• [What the task asks]: Copy the forum thread starting at "My concern however" and stopping after "its the same.", swapping "resulting binary" for "compiled executable".

• [Article]:
● ● ● ● ● ● ●

LinuxQuestions.org
LinuxAnswers - the LQ Linux tutorial section.
Go Back   LinuxQuestions.org > Forums > Non-*NIX Forums > Programming
User Name
Password
Programming This forum is for all programming questions.
The question does not have to be directly related to Linux and any language is fair game.

Notices

Reply
 
LinkBack Search this Thread
Old 02-02-2012, 02:45 PM   #1
Redrobes
LQ Newbie
 
Registered: Feb 2012
Posts: 9

Rep: Reputation: Disabled
GCC and why is there strings in the binary ?


Hello, im a long time programmer for windows but newbi to compiling linux apps and want to port one of my free-ware but closed source applications to linux of which I have done, and I have it all working just fine.

My concern however is that the resulting binary is full of strings from the source file which constitutes an IP release. This is a compilation without debugging information set (no -g) in fact I can set -g0 also to ensure no debug and its the same.

My app is quite large, uses many classes with some virtual functions, uses some shared libraries like math, GL, SDL etc and links a few more of the wider licensed ones statically like libz.a

Aside from the strings I would expect in the binary, such as error messages, I can also see class names, function names and even source file names. I have tried to use the -O2 or -Os optimization flags as well as tried to mark the visibility as hidden. I have used the -s strip option as well as calling the Strip util on the exe. All to no avail.

● ● ● ● ● ● ●

Location annotation dataset excerpts:
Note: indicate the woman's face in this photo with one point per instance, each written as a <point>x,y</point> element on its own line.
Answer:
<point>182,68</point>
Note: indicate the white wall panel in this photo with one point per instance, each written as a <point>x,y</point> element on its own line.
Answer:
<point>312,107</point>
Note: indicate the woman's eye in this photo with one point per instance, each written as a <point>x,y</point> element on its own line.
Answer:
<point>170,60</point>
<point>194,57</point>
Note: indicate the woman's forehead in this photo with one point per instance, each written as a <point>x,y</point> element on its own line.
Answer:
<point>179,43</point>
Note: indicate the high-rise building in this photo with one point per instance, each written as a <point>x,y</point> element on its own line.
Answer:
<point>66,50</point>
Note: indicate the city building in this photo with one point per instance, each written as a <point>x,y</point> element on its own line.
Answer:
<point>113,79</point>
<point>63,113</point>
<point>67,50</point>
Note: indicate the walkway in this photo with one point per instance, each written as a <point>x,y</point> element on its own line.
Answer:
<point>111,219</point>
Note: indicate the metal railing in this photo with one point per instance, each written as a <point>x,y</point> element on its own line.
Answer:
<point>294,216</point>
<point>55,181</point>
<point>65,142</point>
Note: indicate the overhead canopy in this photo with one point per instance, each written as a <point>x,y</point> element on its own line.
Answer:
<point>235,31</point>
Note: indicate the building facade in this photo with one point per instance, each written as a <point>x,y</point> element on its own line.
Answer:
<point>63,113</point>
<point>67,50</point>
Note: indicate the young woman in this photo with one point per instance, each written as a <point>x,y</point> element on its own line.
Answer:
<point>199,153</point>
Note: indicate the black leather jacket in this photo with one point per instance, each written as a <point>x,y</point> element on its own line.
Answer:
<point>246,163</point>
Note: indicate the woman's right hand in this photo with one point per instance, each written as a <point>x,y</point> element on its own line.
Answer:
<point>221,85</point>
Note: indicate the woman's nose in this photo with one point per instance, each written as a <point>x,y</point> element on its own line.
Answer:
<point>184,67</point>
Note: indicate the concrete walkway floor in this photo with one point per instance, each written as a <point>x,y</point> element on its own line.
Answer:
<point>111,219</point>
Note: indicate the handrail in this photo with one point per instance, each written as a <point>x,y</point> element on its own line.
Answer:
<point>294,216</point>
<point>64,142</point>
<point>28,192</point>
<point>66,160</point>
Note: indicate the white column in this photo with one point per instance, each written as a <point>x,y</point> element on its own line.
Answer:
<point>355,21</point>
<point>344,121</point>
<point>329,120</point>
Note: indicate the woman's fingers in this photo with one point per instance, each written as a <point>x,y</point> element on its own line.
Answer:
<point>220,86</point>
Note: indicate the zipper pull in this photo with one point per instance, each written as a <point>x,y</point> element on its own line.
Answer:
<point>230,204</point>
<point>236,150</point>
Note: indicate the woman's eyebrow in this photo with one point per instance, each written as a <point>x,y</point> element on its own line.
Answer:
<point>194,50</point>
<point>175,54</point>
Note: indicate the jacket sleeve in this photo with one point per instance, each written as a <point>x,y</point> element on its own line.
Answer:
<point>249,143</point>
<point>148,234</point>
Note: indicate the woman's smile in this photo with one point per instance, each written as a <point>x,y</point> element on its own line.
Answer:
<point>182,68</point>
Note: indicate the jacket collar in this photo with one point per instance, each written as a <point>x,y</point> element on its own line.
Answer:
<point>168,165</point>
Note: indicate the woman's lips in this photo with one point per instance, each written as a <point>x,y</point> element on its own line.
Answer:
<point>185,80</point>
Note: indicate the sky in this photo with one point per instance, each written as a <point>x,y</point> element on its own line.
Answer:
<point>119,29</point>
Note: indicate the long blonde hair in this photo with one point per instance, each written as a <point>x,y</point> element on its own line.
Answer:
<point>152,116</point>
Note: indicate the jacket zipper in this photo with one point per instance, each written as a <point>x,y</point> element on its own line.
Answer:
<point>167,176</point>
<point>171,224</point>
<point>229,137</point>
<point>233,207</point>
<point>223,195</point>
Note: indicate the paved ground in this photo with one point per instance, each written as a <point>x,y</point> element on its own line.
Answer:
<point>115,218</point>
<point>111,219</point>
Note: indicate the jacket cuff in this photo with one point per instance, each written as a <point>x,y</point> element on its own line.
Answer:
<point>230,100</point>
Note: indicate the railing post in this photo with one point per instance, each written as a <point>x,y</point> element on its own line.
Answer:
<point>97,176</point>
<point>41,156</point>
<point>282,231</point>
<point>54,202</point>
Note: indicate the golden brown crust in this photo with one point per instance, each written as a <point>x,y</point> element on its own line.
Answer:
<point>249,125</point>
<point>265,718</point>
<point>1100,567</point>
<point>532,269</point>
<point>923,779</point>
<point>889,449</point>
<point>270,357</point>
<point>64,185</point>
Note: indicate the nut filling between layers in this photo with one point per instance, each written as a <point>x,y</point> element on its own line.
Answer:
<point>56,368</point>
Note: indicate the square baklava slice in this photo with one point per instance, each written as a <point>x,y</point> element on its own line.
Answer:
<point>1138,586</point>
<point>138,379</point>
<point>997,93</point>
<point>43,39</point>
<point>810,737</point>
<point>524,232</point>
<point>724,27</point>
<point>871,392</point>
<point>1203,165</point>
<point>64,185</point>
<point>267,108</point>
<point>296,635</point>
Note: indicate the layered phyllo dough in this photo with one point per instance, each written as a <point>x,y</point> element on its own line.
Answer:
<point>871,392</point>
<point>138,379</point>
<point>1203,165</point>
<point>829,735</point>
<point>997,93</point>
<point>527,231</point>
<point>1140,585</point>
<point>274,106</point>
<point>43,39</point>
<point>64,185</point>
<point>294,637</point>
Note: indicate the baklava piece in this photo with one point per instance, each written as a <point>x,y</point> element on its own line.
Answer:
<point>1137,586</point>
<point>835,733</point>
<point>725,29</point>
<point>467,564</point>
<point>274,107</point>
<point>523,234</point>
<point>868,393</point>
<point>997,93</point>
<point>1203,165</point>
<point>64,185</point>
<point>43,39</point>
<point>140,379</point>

● ● ● ● ● ● ●

• [The response]:
My concern however is that the compiled executable is full of strings from the source file which constitutes an IP release. This is a compilation without debugging information set (no -g) in fact I can set -g0 also to ensure no debug and its the same.